## Instruction
Identify the line that contains "Objective — indicate one point on every instance of the second" in the material. Output it and every line after it, unchanged, through the end.

## Given records

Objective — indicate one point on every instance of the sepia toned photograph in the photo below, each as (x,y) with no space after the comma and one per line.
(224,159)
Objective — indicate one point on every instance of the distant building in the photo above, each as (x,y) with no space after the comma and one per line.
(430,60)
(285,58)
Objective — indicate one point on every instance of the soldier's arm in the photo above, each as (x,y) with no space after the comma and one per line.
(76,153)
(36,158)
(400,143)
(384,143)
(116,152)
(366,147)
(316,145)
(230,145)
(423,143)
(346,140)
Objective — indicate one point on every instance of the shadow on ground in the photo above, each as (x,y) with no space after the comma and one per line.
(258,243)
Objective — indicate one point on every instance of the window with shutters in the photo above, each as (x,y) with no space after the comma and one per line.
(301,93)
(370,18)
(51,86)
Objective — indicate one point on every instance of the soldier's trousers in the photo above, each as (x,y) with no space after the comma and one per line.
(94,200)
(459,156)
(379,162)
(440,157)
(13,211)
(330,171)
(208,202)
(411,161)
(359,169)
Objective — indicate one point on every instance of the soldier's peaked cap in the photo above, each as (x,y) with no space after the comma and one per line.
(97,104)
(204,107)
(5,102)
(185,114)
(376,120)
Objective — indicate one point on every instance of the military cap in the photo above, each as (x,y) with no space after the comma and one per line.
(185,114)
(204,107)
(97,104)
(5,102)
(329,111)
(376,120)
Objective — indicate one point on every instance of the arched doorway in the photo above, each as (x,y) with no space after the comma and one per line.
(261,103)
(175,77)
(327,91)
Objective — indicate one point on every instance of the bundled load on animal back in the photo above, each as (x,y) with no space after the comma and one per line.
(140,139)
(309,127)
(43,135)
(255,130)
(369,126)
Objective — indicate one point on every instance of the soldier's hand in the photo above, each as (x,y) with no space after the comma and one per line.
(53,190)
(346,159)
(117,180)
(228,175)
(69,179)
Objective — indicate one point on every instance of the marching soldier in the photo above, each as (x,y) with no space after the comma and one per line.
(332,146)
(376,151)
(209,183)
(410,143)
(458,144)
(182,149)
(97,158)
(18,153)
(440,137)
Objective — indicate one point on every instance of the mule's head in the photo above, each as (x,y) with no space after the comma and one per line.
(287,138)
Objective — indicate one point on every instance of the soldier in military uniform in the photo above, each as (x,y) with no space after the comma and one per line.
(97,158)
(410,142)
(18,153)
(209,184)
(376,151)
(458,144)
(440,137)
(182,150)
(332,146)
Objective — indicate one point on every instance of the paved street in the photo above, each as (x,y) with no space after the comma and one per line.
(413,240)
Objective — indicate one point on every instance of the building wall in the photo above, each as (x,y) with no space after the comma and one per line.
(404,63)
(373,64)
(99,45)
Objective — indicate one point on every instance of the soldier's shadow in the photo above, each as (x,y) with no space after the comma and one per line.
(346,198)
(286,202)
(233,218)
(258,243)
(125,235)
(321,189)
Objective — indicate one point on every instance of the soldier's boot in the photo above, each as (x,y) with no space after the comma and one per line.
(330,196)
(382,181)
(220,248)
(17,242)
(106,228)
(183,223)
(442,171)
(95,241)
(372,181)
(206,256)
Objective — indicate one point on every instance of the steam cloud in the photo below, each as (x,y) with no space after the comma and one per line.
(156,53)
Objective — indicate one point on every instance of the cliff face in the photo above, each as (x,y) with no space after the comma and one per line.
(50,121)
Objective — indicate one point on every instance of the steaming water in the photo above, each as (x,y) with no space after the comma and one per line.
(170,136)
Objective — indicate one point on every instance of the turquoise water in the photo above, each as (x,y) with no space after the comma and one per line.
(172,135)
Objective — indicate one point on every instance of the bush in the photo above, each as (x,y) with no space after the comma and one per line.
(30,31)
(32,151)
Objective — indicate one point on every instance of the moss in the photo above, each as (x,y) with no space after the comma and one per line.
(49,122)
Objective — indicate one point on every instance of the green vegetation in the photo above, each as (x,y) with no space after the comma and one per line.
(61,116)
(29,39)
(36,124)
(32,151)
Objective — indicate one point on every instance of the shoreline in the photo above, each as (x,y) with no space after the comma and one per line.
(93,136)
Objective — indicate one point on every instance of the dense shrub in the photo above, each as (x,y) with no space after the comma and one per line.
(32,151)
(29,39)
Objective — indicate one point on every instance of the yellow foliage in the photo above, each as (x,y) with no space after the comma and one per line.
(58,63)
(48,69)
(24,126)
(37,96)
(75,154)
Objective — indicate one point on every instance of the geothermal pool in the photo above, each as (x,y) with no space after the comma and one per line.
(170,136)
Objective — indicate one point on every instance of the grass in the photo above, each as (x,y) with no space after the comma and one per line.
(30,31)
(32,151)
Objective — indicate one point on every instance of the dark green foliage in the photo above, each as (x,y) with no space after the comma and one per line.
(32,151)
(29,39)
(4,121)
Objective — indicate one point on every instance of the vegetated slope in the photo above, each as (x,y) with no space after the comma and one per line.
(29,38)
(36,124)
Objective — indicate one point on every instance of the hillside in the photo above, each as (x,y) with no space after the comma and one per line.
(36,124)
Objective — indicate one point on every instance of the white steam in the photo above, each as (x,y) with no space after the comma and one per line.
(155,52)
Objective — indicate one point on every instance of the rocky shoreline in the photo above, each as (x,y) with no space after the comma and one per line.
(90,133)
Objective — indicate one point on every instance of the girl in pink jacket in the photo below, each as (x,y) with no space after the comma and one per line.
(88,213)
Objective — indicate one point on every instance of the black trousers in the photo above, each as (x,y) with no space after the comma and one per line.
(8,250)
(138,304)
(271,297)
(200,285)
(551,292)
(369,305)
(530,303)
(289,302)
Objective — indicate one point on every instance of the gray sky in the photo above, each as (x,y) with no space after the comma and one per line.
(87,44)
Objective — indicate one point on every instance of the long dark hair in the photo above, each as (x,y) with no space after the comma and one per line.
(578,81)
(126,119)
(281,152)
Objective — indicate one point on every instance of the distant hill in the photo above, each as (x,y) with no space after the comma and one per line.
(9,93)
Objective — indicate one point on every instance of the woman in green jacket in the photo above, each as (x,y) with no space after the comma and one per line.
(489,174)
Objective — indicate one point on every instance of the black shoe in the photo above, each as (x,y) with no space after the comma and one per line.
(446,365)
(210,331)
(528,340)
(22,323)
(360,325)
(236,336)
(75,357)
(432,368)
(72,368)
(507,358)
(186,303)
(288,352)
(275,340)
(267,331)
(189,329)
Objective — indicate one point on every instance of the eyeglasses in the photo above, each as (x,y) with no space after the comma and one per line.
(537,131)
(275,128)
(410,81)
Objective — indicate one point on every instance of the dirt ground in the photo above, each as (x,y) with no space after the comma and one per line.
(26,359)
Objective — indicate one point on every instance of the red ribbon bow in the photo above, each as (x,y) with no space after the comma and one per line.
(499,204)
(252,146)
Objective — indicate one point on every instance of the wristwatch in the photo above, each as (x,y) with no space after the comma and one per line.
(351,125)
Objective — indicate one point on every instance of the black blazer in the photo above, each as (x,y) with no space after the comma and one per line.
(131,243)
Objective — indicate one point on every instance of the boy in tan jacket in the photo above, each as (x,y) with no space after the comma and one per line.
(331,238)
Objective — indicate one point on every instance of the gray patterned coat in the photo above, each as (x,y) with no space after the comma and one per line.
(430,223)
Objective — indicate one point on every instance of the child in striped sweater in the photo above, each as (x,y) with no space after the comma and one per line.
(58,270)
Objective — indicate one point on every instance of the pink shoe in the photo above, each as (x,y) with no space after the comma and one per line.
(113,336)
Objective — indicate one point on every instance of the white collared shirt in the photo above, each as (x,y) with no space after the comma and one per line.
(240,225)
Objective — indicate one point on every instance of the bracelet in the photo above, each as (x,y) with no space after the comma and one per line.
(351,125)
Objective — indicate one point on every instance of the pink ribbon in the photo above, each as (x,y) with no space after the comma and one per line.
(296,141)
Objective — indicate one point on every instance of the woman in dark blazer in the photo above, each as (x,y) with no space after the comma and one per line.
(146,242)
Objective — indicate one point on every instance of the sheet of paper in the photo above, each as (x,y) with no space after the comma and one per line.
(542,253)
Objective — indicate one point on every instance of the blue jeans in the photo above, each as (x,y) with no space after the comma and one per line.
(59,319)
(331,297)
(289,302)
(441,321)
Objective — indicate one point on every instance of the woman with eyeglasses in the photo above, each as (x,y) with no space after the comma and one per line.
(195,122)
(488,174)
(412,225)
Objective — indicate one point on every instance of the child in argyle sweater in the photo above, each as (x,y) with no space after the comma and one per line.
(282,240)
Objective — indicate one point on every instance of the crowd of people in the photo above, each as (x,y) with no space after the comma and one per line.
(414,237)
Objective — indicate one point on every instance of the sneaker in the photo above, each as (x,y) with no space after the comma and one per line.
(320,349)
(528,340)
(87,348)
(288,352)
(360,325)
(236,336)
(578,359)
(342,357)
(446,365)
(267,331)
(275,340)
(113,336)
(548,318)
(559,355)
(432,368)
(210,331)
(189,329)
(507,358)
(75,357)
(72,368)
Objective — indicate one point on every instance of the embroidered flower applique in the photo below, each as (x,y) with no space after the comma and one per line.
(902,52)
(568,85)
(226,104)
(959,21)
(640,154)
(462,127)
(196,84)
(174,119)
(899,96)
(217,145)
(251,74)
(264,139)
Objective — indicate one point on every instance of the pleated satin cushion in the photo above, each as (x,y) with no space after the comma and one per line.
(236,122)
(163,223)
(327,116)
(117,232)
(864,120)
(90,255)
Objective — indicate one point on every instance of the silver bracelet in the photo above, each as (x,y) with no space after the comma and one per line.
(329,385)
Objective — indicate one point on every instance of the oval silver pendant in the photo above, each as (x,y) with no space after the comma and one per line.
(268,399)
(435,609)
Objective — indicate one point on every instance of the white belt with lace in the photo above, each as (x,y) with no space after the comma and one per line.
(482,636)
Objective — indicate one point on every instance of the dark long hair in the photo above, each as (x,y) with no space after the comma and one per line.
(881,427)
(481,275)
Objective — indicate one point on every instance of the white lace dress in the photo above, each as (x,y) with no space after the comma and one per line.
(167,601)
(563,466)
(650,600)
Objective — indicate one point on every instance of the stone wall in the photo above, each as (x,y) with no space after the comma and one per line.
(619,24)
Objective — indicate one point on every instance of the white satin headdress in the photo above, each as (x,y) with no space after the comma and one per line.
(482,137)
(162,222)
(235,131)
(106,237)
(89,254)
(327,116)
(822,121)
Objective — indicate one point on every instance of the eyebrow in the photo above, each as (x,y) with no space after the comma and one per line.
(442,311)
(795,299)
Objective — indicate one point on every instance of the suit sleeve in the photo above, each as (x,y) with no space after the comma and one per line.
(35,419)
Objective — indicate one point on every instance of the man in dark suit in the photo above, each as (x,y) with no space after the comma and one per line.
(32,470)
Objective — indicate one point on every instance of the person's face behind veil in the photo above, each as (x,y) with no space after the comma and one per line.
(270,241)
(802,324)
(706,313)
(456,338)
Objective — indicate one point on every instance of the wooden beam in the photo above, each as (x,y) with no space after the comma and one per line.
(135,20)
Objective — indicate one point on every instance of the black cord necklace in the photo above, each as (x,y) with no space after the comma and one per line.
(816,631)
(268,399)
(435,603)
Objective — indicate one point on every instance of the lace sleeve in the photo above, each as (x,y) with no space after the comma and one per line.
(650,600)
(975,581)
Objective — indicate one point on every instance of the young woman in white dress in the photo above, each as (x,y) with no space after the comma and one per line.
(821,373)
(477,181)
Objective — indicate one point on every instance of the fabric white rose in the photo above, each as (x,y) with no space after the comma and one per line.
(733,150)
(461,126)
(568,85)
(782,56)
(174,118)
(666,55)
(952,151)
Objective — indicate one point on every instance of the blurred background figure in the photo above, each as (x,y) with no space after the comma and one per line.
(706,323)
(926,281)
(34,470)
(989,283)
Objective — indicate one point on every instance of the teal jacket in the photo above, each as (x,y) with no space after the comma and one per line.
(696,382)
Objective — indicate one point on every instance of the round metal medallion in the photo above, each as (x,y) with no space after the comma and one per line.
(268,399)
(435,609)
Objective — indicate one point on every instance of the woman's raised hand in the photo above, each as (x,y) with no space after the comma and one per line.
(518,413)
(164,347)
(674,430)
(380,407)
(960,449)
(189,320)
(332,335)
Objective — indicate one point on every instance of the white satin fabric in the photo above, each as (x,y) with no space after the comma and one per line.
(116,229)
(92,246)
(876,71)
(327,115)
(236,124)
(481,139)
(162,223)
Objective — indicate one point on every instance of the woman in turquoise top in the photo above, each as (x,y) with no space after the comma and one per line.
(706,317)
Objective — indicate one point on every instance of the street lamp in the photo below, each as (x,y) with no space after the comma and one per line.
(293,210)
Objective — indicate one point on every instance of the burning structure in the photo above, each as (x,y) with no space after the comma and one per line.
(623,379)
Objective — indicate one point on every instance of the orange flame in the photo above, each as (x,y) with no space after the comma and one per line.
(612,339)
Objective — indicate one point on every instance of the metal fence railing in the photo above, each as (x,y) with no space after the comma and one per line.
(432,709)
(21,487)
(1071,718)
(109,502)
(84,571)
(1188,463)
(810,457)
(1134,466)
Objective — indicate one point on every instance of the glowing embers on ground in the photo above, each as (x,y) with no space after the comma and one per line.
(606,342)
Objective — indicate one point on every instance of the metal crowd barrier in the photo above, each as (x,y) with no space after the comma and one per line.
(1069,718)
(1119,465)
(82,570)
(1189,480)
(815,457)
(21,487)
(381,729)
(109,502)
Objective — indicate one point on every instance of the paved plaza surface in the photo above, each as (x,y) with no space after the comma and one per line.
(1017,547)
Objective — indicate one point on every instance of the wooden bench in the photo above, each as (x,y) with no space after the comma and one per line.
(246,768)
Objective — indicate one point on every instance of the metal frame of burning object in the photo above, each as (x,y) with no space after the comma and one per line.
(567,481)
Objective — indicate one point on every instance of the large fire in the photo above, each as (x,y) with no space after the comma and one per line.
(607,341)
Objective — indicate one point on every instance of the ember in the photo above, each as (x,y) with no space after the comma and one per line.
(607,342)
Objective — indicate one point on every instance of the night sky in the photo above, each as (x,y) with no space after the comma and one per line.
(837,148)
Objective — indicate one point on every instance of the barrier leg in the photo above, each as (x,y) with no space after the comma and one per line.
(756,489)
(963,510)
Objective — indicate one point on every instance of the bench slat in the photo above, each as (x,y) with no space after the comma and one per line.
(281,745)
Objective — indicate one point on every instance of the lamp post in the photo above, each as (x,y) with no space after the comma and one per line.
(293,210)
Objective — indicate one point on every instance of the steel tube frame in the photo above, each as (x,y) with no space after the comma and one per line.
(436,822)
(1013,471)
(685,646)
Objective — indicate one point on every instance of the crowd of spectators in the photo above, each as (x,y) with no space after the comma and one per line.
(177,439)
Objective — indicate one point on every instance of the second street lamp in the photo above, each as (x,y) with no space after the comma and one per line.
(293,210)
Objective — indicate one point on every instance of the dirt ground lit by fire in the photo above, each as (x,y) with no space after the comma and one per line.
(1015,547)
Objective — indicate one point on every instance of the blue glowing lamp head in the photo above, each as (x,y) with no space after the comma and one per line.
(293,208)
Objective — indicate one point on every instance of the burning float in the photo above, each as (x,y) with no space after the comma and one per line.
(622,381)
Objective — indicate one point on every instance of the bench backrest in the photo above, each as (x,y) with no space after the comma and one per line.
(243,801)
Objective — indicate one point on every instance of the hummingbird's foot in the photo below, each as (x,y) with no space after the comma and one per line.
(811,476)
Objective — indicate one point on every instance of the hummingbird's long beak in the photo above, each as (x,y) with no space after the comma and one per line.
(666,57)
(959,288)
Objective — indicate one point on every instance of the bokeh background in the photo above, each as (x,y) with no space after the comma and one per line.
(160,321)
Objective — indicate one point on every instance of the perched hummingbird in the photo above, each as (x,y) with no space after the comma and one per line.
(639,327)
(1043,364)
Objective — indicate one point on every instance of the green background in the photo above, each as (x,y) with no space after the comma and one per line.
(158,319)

## Answer to the exercise
Objective — indicate one point on every instance of the second street lamp in the photo above, each as (x,y) with no space after the comma and one per line.
(293,210)
Objective — indicate one point on every instance of the dirt ground lit by fire in the photo above, each as (x,y) with no space after the comma and one per line.
(1015,547)
Objective — indicate one point on every instance of the blue glowing lamp head in the photo above, each as (x,y) with no space after the comma and one per line.
(293,208)
Objective — indicate one point on every instance of the burning float in the photo above, each as (x,y) with no space after the comma and one per line.
(622,381)
Objective — indicate one point on every instance of the bench backrest in the photo above, each as (x,y) with no space after the comma and one per line.
(243,801)
Objective — indicate one point on every instance of the hummingbird's foot in the photo below, each as (x,y) with no space after the comma and one per line.
(811,476)
Objective — indicate one point on every instance of the hummingbird's long beak in the photo above, each as (x,y) with no space after the comma and one per line.
(666,57)
(959,288)
Objective — indicate one point on every instance of the bokeh background in the photo above, each as (x,y) with no space after the comma and one per line.
(160,321)
Objective — indicate one point on every instance of the perched hummingbird in the photo above, each as (x,y) with no space after the comma and one per line.
(639,327)
(1043,364)
Objective — indicate one point on every instance of the green background in the photo above, each as (x,y) with no space after the comma and one per line.
(158,319)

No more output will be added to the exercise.